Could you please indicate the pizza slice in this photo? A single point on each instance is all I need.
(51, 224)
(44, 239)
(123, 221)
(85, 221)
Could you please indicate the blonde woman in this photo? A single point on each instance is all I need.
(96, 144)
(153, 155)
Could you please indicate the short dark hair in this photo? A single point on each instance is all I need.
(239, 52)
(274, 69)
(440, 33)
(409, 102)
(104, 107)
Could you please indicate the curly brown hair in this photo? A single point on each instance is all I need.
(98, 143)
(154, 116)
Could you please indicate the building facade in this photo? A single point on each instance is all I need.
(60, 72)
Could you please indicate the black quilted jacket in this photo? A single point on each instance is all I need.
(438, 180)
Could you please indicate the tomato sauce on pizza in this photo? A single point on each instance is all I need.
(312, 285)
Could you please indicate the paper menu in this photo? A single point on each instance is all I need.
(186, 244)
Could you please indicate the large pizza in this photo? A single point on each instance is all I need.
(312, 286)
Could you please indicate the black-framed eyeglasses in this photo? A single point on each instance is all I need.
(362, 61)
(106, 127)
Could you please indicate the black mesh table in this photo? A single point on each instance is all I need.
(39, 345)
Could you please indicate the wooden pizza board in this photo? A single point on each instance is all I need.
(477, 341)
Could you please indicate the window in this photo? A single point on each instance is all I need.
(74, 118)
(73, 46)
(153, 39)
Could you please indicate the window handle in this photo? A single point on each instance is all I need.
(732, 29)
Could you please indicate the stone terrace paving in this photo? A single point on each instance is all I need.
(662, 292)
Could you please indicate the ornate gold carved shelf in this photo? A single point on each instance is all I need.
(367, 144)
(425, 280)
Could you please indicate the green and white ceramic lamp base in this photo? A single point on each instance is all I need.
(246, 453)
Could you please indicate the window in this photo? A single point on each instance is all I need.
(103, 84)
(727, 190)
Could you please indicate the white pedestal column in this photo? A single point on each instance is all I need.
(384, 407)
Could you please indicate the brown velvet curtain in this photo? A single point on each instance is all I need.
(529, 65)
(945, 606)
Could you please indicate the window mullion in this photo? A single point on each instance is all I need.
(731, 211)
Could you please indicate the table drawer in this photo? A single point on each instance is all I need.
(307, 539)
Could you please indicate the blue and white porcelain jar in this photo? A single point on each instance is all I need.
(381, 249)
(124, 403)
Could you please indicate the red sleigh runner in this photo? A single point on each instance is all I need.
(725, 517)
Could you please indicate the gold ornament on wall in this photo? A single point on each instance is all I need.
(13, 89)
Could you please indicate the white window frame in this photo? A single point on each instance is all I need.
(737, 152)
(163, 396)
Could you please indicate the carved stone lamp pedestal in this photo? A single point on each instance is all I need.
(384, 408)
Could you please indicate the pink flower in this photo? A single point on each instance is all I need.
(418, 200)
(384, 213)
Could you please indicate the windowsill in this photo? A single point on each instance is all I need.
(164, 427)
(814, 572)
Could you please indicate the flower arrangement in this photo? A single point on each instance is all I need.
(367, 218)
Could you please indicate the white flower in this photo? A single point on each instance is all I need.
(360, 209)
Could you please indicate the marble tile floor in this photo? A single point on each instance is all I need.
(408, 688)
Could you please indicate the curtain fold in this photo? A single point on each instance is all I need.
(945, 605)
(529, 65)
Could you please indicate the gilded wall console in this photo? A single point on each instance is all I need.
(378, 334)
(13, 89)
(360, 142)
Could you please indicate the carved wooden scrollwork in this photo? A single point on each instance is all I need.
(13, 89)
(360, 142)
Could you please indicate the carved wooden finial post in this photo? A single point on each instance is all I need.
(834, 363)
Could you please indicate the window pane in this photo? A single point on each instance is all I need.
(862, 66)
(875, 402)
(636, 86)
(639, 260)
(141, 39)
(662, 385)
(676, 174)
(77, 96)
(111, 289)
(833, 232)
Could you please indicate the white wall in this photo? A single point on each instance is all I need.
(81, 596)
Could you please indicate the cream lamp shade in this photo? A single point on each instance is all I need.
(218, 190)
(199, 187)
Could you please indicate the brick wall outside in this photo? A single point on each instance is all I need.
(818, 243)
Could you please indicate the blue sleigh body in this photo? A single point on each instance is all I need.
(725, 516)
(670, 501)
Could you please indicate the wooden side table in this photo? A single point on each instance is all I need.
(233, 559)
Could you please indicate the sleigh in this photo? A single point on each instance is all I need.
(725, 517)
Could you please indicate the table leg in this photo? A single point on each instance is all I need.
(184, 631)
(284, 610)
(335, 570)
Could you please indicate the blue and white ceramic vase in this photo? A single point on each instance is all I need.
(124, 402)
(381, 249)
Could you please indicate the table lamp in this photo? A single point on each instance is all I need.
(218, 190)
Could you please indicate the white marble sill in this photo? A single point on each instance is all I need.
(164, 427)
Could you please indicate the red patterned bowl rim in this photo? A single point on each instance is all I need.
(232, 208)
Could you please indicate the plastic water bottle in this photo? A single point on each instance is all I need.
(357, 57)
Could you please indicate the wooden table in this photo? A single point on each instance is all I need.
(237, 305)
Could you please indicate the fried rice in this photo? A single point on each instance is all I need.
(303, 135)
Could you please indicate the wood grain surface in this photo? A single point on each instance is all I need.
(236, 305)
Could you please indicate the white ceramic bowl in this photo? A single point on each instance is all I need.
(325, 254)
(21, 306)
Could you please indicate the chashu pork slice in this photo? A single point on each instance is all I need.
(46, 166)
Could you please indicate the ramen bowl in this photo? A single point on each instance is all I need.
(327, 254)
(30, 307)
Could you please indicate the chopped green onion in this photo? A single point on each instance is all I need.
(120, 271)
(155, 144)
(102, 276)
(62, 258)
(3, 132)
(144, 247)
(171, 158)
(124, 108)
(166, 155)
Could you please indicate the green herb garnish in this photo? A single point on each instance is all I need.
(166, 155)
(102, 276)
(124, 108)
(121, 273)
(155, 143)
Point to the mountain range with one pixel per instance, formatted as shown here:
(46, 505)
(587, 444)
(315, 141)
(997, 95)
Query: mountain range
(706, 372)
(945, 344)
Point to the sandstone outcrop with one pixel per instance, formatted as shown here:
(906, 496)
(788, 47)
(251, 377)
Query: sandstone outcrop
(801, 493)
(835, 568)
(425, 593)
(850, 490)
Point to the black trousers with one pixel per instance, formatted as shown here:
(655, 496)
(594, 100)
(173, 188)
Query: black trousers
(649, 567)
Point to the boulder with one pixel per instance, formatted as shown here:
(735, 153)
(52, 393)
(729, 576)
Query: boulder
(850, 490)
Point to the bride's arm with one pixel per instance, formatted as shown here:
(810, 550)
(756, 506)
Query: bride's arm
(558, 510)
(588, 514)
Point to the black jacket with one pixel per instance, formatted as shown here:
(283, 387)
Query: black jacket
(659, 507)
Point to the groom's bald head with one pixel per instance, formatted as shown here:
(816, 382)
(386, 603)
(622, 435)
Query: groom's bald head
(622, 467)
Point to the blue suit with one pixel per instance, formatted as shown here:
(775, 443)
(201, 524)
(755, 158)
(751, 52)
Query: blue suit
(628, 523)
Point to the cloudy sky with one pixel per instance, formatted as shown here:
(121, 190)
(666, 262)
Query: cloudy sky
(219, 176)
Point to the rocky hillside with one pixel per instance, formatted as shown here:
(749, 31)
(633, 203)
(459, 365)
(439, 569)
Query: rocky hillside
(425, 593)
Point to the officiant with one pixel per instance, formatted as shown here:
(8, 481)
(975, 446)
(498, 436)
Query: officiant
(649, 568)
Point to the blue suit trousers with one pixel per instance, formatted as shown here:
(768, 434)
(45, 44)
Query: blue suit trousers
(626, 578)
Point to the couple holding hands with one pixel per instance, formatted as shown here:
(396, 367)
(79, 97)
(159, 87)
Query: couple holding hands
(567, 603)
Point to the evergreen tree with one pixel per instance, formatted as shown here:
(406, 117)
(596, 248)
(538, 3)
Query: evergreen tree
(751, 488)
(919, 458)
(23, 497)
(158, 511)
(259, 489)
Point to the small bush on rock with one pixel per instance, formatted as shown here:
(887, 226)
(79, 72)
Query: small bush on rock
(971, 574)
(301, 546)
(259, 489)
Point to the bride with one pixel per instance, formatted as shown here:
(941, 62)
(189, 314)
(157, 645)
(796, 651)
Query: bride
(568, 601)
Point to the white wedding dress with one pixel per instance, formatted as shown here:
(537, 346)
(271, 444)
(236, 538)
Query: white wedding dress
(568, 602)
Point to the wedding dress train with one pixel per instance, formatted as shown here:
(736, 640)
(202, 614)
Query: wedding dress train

(What the exercise asks): Copy each line in the data that holds the word "train".

(Result of this exercise):
Point to the wedding dress train with one pixel per instance, formatted as shown here:
Query: wedding dress train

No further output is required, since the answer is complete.